## Task prompt
From the first line of the records down to the one that holds "Please refer to the photo below.", transcribe each line exactly and add nothing.

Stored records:
----
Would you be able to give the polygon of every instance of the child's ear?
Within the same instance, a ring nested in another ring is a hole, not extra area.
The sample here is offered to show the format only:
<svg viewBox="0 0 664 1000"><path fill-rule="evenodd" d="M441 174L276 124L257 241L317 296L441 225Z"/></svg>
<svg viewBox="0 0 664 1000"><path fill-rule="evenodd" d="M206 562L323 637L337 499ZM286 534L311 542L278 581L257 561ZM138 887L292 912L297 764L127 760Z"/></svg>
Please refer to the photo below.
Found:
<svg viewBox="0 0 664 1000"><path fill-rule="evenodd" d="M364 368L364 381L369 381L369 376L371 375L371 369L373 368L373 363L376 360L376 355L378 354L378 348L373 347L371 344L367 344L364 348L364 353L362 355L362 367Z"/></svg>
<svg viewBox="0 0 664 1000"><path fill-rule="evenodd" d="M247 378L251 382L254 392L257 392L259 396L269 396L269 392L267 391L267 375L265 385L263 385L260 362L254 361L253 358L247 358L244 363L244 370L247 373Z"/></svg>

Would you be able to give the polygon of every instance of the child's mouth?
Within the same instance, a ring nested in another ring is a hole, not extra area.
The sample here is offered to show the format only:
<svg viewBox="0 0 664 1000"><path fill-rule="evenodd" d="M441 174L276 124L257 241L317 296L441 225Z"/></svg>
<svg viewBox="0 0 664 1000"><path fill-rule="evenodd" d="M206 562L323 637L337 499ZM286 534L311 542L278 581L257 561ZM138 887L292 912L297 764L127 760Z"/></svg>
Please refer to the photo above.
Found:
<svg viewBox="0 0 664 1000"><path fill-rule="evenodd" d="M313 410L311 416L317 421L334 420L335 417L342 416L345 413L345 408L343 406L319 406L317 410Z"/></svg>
----
## Reply to the exercise
Would you be able to give the polygon of every instance of the child's ear?
Within the same instance, a ring nested in another ring is a hole, not extra area.
The sample here is offered to show the format only:
<svg viewBox="0 0 664 1000"><path fill-rule="evenodd" d="M441 174L276 124L257 241L317 296L441 225Z"/></svg>
<svg viewBox="0 0 664 1000"><path fill-rule="evenodd" d="M206 562L323 637L337 499ZM286 534L311 542L278 581L257 561ZM138 887L292 912L297 764L127 760Z"/></svg>
Please refer to the photo below.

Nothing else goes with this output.